(Beginning of DATA IN THIS EXERCISE)
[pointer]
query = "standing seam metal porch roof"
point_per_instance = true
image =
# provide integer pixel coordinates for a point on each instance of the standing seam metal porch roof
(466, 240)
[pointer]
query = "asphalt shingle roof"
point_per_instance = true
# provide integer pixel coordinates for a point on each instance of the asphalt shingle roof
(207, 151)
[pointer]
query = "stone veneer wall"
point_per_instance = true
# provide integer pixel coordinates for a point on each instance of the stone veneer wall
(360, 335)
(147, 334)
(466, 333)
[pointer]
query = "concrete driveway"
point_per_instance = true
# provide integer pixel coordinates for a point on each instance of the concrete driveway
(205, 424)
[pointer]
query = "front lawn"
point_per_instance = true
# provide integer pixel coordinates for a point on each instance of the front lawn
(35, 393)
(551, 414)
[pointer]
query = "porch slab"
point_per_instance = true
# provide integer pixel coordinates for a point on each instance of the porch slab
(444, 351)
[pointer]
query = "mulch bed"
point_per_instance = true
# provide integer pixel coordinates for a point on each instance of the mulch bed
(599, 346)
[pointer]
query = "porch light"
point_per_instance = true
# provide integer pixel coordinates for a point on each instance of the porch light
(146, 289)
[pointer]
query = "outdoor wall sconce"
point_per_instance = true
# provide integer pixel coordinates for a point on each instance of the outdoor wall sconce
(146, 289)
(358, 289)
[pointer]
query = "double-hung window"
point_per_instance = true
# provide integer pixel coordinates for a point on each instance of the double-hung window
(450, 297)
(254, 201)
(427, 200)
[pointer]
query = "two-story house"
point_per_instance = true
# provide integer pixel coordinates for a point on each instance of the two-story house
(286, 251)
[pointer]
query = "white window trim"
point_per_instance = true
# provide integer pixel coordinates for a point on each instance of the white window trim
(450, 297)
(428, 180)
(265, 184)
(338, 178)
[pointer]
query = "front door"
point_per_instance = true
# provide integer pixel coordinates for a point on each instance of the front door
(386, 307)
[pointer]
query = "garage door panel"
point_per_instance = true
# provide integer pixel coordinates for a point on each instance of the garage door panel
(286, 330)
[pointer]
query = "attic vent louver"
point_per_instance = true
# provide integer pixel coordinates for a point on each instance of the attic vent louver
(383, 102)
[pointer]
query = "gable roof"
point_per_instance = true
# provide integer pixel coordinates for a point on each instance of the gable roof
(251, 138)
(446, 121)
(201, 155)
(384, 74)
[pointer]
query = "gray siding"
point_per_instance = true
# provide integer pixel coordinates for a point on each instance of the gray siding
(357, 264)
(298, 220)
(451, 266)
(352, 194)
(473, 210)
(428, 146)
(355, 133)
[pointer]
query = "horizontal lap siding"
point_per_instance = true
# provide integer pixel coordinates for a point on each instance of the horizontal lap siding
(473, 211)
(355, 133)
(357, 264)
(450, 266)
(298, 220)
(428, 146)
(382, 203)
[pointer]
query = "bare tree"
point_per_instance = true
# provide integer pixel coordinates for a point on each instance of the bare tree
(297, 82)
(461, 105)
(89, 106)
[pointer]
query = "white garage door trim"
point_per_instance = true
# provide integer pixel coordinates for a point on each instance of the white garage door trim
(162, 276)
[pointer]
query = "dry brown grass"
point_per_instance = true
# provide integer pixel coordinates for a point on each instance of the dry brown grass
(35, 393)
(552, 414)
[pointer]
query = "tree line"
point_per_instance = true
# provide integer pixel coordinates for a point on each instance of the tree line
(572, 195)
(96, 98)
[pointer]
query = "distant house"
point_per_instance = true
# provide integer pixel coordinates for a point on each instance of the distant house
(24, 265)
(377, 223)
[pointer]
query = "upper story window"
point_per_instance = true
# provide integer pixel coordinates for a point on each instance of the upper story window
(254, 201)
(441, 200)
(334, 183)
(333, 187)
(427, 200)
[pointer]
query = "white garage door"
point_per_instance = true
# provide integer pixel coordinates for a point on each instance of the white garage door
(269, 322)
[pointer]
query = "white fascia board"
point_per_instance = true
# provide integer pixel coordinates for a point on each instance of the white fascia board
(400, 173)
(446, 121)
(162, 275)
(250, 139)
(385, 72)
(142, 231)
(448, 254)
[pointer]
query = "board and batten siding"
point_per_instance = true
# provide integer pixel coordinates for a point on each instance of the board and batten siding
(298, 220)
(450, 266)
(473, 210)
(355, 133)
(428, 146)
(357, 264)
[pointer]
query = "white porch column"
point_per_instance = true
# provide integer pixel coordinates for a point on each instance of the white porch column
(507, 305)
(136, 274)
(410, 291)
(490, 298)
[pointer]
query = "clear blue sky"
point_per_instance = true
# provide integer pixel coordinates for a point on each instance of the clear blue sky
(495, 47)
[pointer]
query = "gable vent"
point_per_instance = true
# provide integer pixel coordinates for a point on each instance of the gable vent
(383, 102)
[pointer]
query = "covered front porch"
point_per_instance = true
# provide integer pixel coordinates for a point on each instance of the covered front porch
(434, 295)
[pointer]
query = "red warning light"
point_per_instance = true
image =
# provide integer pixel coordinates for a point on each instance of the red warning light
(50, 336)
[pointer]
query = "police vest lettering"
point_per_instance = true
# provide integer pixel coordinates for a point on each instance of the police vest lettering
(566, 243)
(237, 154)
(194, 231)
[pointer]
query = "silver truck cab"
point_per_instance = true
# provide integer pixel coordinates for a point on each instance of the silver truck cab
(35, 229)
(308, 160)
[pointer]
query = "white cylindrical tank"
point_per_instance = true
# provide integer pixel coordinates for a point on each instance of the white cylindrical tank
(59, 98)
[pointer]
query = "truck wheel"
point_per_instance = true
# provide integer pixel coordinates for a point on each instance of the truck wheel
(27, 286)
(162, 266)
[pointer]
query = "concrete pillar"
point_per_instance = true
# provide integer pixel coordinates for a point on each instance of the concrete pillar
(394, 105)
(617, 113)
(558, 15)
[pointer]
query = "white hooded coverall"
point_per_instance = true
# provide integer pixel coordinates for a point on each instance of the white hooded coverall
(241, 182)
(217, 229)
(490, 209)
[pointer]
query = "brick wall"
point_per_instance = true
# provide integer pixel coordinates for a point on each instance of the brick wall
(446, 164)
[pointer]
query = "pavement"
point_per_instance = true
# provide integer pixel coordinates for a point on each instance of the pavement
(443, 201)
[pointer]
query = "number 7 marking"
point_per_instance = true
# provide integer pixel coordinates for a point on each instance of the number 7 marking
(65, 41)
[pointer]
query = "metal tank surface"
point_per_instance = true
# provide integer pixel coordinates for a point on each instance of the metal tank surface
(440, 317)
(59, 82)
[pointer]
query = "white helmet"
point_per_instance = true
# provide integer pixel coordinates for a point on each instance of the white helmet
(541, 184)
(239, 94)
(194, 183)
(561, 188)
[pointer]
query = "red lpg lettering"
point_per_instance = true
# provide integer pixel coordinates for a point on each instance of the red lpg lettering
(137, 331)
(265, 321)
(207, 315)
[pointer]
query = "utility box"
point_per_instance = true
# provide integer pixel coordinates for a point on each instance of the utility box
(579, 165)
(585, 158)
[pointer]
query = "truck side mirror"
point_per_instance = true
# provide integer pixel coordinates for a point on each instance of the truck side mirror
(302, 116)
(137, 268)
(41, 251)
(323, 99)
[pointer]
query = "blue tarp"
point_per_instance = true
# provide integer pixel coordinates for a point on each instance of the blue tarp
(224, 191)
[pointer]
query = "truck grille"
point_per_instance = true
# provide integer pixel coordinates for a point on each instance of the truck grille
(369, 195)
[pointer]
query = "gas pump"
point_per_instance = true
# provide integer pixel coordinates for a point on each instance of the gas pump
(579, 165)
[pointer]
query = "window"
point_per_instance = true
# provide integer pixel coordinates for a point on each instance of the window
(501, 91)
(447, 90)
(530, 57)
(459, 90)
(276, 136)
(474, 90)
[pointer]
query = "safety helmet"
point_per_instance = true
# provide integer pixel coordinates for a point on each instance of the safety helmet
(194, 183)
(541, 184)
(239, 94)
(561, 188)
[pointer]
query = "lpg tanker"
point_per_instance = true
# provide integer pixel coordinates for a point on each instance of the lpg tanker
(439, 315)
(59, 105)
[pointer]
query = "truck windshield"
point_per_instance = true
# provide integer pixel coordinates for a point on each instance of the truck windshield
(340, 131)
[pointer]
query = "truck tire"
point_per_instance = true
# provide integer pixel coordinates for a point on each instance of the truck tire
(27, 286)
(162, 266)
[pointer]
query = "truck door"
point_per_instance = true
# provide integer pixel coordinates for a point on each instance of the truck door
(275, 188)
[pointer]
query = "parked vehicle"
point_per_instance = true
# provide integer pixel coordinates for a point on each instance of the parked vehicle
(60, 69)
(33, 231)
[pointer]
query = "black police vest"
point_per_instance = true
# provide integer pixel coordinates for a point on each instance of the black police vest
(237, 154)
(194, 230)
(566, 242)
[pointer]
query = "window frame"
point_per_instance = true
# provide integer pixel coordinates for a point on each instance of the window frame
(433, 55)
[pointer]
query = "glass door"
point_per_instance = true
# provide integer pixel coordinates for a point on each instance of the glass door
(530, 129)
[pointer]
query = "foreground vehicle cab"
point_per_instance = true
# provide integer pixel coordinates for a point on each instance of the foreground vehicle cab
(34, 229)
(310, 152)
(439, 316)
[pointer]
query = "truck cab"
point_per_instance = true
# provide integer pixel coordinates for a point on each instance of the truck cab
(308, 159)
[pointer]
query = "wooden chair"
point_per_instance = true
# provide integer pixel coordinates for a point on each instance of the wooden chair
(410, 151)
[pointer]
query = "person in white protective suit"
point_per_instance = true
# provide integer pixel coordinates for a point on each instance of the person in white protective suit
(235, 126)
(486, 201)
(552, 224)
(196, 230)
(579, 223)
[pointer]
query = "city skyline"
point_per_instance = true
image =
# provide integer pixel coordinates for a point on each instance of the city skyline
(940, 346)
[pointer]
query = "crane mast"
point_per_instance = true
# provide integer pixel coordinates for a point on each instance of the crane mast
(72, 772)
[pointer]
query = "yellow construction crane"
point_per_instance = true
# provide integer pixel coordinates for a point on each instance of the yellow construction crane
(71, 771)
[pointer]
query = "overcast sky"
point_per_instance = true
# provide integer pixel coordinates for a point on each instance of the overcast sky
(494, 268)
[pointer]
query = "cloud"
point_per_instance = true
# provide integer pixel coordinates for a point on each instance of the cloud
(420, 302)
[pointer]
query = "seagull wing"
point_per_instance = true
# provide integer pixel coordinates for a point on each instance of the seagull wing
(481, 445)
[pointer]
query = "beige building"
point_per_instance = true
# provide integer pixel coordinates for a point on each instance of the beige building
(End of DATA IN THIS EXERCISE)
* **EXERCISE**: The response must give every line from the material above that holds the string "beige".

* **THE ANSWER**:
query = "beige building"
# provide integer pixel coordinates for a point on each instance of the beige building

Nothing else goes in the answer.